» **YOUR TASK**: Return all the entries word for word.

Referring expression data:
++++++
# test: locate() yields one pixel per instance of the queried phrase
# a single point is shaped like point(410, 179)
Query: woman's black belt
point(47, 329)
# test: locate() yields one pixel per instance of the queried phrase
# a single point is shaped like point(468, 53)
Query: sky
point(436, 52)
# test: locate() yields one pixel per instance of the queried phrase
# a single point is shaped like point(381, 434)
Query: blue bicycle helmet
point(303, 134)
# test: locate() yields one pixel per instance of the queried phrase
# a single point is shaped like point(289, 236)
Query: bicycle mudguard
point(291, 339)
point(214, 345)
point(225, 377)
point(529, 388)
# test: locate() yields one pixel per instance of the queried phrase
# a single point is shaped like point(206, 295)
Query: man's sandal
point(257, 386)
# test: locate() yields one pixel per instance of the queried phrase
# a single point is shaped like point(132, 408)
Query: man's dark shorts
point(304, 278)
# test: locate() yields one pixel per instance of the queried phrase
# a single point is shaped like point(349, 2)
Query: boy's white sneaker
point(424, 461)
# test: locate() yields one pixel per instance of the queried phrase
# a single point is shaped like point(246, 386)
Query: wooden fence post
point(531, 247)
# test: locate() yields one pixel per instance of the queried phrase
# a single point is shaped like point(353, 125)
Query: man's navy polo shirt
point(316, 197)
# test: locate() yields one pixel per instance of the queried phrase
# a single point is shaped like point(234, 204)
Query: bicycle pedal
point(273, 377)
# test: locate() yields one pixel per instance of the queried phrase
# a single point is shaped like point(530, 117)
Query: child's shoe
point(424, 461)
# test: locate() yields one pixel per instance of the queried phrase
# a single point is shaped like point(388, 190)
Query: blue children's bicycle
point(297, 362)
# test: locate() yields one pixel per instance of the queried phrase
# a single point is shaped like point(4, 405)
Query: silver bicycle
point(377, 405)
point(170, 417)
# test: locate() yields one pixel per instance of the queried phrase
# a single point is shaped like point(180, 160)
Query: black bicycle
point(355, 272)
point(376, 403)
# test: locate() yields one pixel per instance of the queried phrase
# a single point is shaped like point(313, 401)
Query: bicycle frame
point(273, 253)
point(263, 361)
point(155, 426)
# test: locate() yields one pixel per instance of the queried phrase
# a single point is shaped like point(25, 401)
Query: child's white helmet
++++++
» **SOLUTION BELOW**:
# test: locate() yields one pixel per instance of the queried phrase
# a single point is shaped like point(410, 179)
Query: woman's black belt
point(47, 329)
# test: locate() yields one pixel per instance of the queried phrase
# a single point is shaped like point(468, 53)
Query: sky
point(436, 52)
# test: locate() yields one pixel per instance of the queried phrase
# a single point is shaped like point(381, 434)
Query: blue bicycle helmet
point(303, 134)
# test: locate() yields one pixel per instance of the queried phrase
# a single point is shaped like point(289, 236)
Query: bicycle mudguard
point(291, 339)
point(214, 345)
point(225, 377)
point(529, 388)
# test: locate() yields one pixel per instance of the queried phrase
# a single point is shaped like point(206, 295)
Query: man's sandal
point(257, 386)
# test: locate() yields one pixel per instance of the queried phrase
# a single point is shaped like point(132, 408)
Query: man's dark shorts
point(304, 278)
# test: locate() yields one pixel per instance of the queried phrase
# a single point is shaped like point(349, 2)
Query: boy's white sneaker
point(424, 461)
# test: locate() yields one pixel per instance of the queried phrase
# a single point is shaped like point(246, 386)
Query: wooden fence post
point(531, 247)
# test: locate() yields one pixel per instance of the queried phrase
# a single point is shaped like point(353, 125)
Query: man's navy polo shirt
point(316, 197)
# test: locate() yields one pixel per instance of the queried phrase
# a single point is shaped like point(234, 204)
Query: bicycle pedal
point(273, 377)
# test: locate() yields one pixel per instance of the queried phrase
# a single point is shaped like point(530, 117)
Query: child's shoe
point(424, 461)
# test: locate() yields one pixel per instance of the queried phrase
# a single point is shaped like point(388, 190)
Query: blue children's bicycle
point(297, 362)
# test: locate() yields one pixel per instance of the queried phrase
# a single point is shaped like point(4, 405)
Query: silver bicycle
point(377, 405)
point(170, 417)
# test: locate() yields one pixel per instance of the queried phrase
# a single point is shaped like point(180, 160)
Query: black bicycle
point(355, 272)
point(376, 403)
# test: locate() yields one pixel per instance of the queried phrase
# a single point is shaped like point(313, 401)
Query: bicycle frame
point(273, 253)
point(263, 361)
point(155, 426)
# test: locate() yields one pixel per instance of the queried phrase
# a single point is shaped like point(25, 401)
Query: child's white helmet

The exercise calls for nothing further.